What you will do: Rewrite the material below, from its start through the line holding "<point>91,193</point>", inclusive, changing "terracotta pot" to "clay pot" and keeping everything else as it is. Leave the pictures out of your answer.

-- Information provided start --

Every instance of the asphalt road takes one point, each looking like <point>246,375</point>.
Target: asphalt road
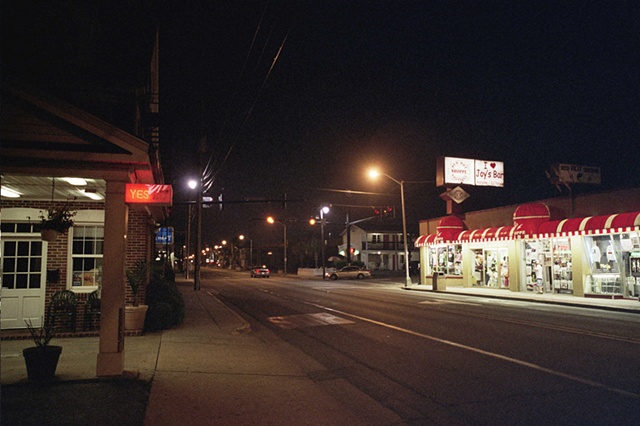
<point>434,358</point>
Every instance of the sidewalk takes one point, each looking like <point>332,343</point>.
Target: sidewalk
<point>618,305</point>
<point>213,369</point>
<point>210,370</point>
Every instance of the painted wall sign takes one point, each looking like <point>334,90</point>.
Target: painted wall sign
<point>466,171</point>
<point>139,193</point>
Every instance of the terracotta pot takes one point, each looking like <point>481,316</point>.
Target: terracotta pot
<point>49,234</point>
<point>134,317</point>
<point>41,362</point>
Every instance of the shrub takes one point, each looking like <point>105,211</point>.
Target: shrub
<point>166,306</point>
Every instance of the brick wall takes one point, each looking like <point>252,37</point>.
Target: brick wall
<point>138,246</point>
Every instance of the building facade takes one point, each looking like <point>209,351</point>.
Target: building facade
<point>56,153</point>
<point>542,243</point>
<point>379,245</point>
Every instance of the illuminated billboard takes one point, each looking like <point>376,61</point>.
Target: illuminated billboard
<point>572,173</point>
<point>465,171</point>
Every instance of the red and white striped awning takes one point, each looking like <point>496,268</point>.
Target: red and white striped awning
<point>425,240</point>
<point>592,225</point>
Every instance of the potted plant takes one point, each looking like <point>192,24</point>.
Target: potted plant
<point>42,359</point>
<point>55,221</point>
<point>135,314</point>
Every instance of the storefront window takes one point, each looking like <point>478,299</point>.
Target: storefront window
<point>562,274</point>
<point>86,256</point>
<point>21,264</point>
<point>446,259</point>
<point>612,259</point>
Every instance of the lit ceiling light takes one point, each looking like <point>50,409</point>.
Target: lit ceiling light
<point>75,181</point>
<point>9,193</point>
<point>91,193</point>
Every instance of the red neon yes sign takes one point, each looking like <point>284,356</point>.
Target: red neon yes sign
<point>139,193</point>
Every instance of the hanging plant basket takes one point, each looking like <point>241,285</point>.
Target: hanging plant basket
<point>55,222</point>
<point>49,234</point>
<point>41,362</point>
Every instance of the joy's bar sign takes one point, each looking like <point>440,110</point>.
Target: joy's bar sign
<point>465,171</point>
<point>140,193</point>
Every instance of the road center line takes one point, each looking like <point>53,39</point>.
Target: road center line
<point>486,353</point>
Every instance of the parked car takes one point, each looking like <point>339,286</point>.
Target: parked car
<point>349,272</point>
<point>259,272</point>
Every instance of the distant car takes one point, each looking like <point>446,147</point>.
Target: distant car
<point>259,272</point>
<point>349,272</point>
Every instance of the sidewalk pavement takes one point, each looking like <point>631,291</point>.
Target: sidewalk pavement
<point>565,299</point>
<point>212,369</point>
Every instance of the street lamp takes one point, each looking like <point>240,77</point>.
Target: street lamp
<point>197,184</point>
<point>323,211</point>
<point>271,220</point>
<point>193,184</point>
<point>242,237</point>
<point>373,174</point>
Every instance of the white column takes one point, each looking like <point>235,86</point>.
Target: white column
<point>111,355</point>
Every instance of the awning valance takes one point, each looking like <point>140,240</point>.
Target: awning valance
<point>607,224</point>
<point>592,225</point>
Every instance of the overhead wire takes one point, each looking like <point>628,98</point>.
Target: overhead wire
<point>209,176</point>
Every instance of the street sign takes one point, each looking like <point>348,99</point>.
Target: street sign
<point>458,194</point>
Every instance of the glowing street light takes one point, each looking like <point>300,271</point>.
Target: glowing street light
<point>374,174</point>
<point>242,237</point>
<point>271,220</point>
<point>324,210</point>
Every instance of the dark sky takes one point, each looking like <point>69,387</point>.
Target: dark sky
<point>397,84</point>
<point>360,82</point>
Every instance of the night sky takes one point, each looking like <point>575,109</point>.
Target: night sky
<point>389,83</point>
<point>397,84</point>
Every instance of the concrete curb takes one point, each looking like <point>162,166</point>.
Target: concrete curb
<point>532,299</point>
<point>245,327</point>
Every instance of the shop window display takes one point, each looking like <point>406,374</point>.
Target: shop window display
<point>491,267</point>
<point>446,259</point>
<point>562,274</point>
<point>86,257</point>
<point>611,260</point>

-- Information provided end --

Expected answer:
Every instance of the asphalt road takes one point, each looking like <point>246,375</point>.
Target: asphalt road
<point>434,358</point>
Every instance of the sidewalk takes one point, each looking like <point>332,343</point>.
Target: sidewalk
<point>618,305</point>
<point>213,369</point>
<point>210,370</point>
Every instance of the painted wall sign takes one point, each looking like <point>334,90</point>.
Target: painted wall sign
<point>466,171</point>
<point>139,193</point>
Every instance of the clay pot takes one point, each looking like <point>481,316</point>.
Target: clay pot
<point>49,234</point>
<point>134,317</point>
<point>41,362</point>
Every instance of the shrub takes one point, each looking like <point>105,211</point>.
Target: shrub
<point>166,306</point>
Every instance of the brick wall takes one point, each looking like <point>252,37</point>.
Target: brick wall
<point>138,246</point>
Every instance of the building facade takes one point, each looking like <point>209,351</point>.
Target: building facade
<point>56,153</point>
<point>542,243</point>
<point>379,245</point>
Every instance of the illuminated billboard takes one point, each looking like <point>376,61</point>.
Target: illuminated billboard
<point>572,173</point>
<point>465,171</point>
Every instance of the red and white striped awning takes one point, each looking like <point>496,268</point>.
Target: red and white striped awning
<point>425,240</point>
<point>592,225</point>
Every instance of the potted plant takes one point, each looking like <point>192,24</point>.
Target: potted plant
<point>42,359</point>
<point>55,221</point>
<point>135,314</point>
Every instance of the storefront window takes one point, each looking like <point>478,299</point>.
Target: storefront window
<point>562,274</point>
<point>86,256</point>
<point>21,264</point>
<point>446,259</point>
<point>612,259</point>
Every instance of the lit ceiling light takes one point, each looking like <point>50,409</point>.
Target: lit ceiling light
<point>75,181</point>
<point>9,193</point>
<point>91,193</point>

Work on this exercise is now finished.